-------- DOCUMENT TEXT
Did they now?  Vitello, like everyone else associated with The Grey Lady, has never taken the time to follow the flow of events in Jena.  They asked the guy to write a story on nooses and he obliged.  Ten minutes of research on Jena and Vitello comes up with a motivation no one remotely associated with the story has ever suggested.

There are three Jena stories.  In Jena’s white community, it’s all about six black thugs beating an innocent white boy within an inch of his life.  In the mainstream media we often get a story that jumps from nasty white kids hanging nooses to nasty black kids attacking a white boy (given this framing, Vitello’s thesis is understandable).

The real Jena story chronicles a slow, spiraling descent into chaos sparked by the refusal of public officials to validate legitimate protest from Jena’s black community.  If these cases ever make it back into the courtroom, this is the story America will hear.

All of that said, Paul Vitello treats the recent rash of noose incidents in Gotham with insight and sensitivity.  We learn, for instance, that ” The black population [of Long Island] is about 12 percent of the total, but is highly concentrated in a half-dozen communities that are 95 percent minority. In 2004, in Suffolk County, it was still possible for an interracial couple to wake up in the night to find a cross burning on their lawn — it happened in a hamlet called Lake Grove.”
----------------
-------- DATA RECORDS
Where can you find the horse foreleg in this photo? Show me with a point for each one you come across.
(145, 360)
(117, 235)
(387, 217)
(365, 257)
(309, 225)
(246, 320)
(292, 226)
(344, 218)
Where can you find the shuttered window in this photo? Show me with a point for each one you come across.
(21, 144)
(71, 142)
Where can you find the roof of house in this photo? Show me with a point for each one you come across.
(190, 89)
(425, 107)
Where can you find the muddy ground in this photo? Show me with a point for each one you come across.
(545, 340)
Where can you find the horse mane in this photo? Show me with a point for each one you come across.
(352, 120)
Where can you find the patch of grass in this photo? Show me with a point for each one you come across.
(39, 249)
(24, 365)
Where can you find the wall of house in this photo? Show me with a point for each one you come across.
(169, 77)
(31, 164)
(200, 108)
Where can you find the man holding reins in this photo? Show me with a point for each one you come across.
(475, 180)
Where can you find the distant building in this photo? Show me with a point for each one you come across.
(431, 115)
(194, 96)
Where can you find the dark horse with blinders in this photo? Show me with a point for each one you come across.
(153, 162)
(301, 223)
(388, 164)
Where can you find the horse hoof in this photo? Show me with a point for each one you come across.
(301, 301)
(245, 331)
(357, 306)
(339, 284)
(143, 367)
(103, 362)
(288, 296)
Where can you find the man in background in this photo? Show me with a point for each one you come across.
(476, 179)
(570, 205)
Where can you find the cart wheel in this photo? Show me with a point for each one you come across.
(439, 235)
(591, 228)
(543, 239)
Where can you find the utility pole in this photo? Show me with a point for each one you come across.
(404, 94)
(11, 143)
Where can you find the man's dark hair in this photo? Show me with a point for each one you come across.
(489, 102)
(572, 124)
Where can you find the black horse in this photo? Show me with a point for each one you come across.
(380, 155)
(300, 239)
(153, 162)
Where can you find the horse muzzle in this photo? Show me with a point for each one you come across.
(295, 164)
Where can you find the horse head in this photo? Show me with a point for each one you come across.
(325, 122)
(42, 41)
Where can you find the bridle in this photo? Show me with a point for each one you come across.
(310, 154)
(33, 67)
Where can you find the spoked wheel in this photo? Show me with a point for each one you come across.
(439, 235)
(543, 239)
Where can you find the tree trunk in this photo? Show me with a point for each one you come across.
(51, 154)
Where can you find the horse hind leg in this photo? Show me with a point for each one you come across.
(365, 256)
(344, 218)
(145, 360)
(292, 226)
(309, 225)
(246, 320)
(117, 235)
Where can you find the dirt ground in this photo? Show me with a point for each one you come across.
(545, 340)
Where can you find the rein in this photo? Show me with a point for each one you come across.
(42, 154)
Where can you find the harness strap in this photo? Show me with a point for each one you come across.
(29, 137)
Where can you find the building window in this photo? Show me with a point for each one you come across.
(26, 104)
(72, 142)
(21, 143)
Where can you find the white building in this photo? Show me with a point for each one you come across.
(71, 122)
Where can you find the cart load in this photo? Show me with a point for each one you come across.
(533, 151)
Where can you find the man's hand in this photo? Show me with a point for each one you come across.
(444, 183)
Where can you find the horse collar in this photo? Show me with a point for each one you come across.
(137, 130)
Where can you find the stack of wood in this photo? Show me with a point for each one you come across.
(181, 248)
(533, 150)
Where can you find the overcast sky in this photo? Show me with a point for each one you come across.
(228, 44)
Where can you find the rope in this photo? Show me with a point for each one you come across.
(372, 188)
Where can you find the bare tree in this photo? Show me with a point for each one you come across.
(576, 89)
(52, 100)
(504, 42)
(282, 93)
----------------
#### EXERCISE REQUIREMENTS:
• a. Count the lines in the records that contain the string "tree", treating uppercase and lowercase as different. Give only the number.
• b. Continue the commentary on the Jena stories and the noose coverage, starting right after its last sentence.

#### EXERCISE RESULTS:
• a. 2

• b.
Who knew?  A story about nooses, faithfully pursued, can turn up all sorts of useful information.

All Nooses, All the Time

Everyone wants to talk about the series of copycat noose hangings across the country.  Notice, the noose hangers are almost never apprehended.  The three boys responsible for hanging the nooses in Jena stepped forward and acknowledged their culpability.  Why?  One can only speculate.  But I suspect it was because they were assured that people in high places would pass the incident off as an innocent prank.

That’s what angered Jena’s black community.  Black people and white people looked at the same nooses hanging from the same tree and reacted in two distinct ways.  Black parents were horrified; white parents shrugged and moved on.

Like I say, everyone wants to talk about nooses.  Darryl Fears of the Washington Post (the first flagship newspaper in America to cover Jena) returns with a he-said-she-said story about how folks across the country are responding to the noose issue.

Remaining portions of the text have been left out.